[Point localization data]
****
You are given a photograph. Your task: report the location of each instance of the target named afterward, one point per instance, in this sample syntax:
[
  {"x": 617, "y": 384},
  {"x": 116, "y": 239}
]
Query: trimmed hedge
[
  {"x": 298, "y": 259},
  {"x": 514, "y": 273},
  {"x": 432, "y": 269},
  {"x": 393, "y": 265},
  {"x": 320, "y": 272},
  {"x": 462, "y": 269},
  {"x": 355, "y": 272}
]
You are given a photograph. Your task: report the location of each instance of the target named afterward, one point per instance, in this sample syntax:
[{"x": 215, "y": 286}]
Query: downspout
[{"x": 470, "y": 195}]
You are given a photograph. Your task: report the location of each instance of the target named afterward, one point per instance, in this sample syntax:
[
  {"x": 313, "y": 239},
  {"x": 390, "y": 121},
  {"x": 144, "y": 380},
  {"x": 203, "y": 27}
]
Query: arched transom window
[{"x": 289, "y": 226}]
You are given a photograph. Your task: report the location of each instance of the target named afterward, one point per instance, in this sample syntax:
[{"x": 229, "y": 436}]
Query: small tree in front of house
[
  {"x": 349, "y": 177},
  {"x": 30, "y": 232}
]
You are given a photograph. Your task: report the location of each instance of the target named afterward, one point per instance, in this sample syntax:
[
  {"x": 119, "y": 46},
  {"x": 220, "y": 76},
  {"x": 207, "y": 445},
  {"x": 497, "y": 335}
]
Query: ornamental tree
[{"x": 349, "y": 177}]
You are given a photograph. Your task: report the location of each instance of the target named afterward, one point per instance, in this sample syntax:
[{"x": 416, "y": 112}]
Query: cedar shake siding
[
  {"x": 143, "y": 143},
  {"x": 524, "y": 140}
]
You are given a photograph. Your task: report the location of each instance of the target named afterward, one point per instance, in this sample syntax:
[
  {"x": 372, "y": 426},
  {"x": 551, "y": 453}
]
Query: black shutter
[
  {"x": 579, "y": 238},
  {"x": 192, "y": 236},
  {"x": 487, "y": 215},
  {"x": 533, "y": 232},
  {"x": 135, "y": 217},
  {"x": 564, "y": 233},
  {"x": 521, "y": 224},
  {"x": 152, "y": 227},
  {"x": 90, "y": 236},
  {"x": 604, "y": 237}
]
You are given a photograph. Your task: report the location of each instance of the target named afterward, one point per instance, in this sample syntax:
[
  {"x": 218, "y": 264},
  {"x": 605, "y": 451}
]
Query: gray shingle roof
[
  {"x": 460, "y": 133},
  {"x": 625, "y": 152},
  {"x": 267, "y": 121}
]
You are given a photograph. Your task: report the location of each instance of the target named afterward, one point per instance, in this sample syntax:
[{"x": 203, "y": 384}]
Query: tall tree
****
**Task**
Copy each line of the data above without altering a single character.

**Completed exercise**
You are given a photograph. Your task: report the location of each instance of the target named afterward, one point per instance, in this sample syntax:
[
  {"x": 617, "y": 384},
  {"x": 116, "y": 239}
]
Query: trimmed hedge
[
  {"x": 298, "y": 259},
  {"x": 514, "y": 273},
  {"x": 432, "y": 269},
  {"x": 393, "y": 265},
  {"x": 320, "y": 272},
  {"x": 462, "y": 269},
  {"x": 355, "y": 272}
]
You are given a photograph. Your task: report the location of each instance of the target named afterward, one point per instance, in this sample syntax:
[{"x": 215, "y": 286}]
Query: downspout
[{"x": 470, "y": 195}]
You are given a photograph. Your task: report the location of each instance of the target named afterward, one point per instance, in this sample syntax:
[
  {"x": 313, "y": 239},
  {"x": 390, "y": 121},
  {"x": 144, "y": 380},
  {"x": 203, "y": 27}
]
Query: arched transom window
[{"x": 289, "y": 226}]
You are given a photograph. Your task: report the location of each instance of the target named afterward, one point per instance, in this sample syntax:
[{"x": 229, "y": 436}]
Query: small tree in front of house
[
  {"x": 349, "y": 177},
  {"x": 30, "y": 232}
]
You are given a photograph. Your task: report the location of each instance of the target named afterward, one point per instance, in this sample syntax:
[
  {"x": 119, "y": 46},
  {"x": 220, "y": 76},
  {"x": 207, "y": 445},
  {"x": 497, "y": 335}
]
Query: ornamental tree
[{"x": 349, "y": 177}]
You are given a photograph. Your task: report the location of each instance of the target named afterward, one point per instance, in this sample syntax:
[{"x": 416, "y": 112}]
Query: cedar shake siding
[
  {"x": 143, "y": 143},
  {"x": 524, "y": 140}
]
You are given a photograph. Your task: report the location of each instance of the target named afterward, one point per instance, in this sample syntax:
[
  {"x": 372, "y": 426},
  {"x": 551, "y": 453}
]
Query: black shutter
[
  {"x": 579, "y": 238},
  {"x": 192, "y": 236},
  {"x": 487, "y": 215},
  {"x": 533, "y": 232},
  {"x": 135, "y": 217},
  {"x": 564, "y": 233},
  {"x": 521, "y": 224},
  {"x": 152, "y": 227},
  {"x": 90, "y": 236},
  {"x": 604, "y": 237}
]
You are given a photograph. Your task: report the location of each instance of the target named afterward, one point per instance, in this sample syntax:
[
  {"x": 218, "y": 264},
  {"x": 605, "y": 451}
]
Query: gray shingle roof
[
  {"x": 460, "y": 133},
  {"x": 625, "y": 152},
  {"x": 267, "y": 121}
]
You are given a photograph. Your task: report the location of each instance of the target named afterward, one point per instance, in this sample syntax:
[{"x": 203, "y": 384}]
Query: tall tree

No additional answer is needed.